» **Directive**:
Rewrite the stretch from the start of the records through the line containing "pixel 245 39" as a two-column CSV with the headers input and output. Give one row for each text-and-answer pair, with each value in a single quoted field and its line breaks replaced by spaces.

*** Supplied records

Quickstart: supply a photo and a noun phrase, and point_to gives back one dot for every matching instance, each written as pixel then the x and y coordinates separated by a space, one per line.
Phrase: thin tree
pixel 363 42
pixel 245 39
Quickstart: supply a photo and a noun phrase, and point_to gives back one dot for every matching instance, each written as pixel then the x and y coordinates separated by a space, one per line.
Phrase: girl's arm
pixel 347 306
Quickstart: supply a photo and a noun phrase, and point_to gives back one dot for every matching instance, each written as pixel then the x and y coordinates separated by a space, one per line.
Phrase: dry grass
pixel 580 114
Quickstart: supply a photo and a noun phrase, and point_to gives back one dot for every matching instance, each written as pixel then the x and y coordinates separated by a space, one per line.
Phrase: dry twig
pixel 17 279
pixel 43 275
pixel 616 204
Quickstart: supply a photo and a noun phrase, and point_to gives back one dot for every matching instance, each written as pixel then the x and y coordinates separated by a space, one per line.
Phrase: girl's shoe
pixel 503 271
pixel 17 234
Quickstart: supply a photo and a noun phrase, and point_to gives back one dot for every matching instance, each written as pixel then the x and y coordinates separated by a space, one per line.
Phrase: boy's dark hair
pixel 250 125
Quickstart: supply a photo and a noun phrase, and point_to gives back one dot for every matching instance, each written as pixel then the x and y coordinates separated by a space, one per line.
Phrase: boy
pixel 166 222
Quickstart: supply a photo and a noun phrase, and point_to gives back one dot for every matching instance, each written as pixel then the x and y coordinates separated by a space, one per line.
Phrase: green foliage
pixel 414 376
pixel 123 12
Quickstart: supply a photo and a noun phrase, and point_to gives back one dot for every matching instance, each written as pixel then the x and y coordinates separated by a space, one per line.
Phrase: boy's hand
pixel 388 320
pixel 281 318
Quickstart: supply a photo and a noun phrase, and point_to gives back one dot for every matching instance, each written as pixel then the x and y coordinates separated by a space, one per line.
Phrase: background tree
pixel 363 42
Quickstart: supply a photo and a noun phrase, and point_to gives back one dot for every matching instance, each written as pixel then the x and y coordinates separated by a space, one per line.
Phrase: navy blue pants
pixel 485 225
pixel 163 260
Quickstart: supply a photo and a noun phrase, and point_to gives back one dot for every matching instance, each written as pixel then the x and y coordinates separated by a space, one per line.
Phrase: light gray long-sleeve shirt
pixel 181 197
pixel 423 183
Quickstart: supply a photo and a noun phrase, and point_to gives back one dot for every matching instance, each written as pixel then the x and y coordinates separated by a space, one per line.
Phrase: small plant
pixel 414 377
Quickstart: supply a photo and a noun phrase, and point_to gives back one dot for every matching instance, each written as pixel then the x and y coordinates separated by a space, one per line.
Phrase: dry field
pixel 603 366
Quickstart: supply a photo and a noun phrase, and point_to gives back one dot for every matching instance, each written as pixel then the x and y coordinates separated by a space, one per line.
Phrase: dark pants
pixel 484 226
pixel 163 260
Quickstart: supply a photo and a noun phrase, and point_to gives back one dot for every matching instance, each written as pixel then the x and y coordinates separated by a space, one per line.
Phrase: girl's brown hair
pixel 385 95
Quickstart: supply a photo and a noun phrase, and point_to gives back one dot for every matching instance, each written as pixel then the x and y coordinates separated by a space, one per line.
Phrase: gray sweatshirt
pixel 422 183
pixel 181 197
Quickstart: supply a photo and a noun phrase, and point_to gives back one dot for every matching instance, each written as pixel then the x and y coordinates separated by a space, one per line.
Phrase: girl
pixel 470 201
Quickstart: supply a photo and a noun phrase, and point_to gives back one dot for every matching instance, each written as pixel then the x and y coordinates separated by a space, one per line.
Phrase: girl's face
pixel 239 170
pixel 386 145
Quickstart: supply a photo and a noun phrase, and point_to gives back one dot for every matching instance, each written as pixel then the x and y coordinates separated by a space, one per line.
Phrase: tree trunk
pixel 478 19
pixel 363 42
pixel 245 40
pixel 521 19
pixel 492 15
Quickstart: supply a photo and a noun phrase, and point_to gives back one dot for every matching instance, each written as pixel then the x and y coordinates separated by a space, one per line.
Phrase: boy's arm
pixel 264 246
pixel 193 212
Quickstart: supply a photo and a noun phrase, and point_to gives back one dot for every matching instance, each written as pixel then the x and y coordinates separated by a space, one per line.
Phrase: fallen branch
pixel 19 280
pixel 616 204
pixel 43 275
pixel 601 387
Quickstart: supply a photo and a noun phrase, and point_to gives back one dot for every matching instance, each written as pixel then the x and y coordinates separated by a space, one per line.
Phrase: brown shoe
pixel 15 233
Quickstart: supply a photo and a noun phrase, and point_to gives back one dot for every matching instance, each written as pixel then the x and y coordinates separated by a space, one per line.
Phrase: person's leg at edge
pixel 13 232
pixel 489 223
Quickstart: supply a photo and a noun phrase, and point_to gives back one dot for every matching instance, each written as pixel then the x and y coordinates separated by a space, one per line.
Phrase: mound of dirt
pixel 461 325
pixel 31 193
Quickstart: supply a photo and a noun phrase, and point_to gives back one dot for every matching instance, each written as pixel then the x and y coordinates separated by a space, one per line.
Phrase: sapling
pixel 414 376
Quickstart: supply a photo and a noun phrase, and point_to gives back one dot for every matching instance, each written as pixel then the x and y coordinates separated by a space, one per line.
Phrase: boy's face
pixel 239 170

******

» **Final answer**:
input,output
"Quickstart: supply a photo and a noun phrase, and point_to gives back one dot for every matching instance, each written as pixel then the x and y coordinates separated by a space, one per line. Phrase: thin tree","pixel 363 42 pixel 245 39"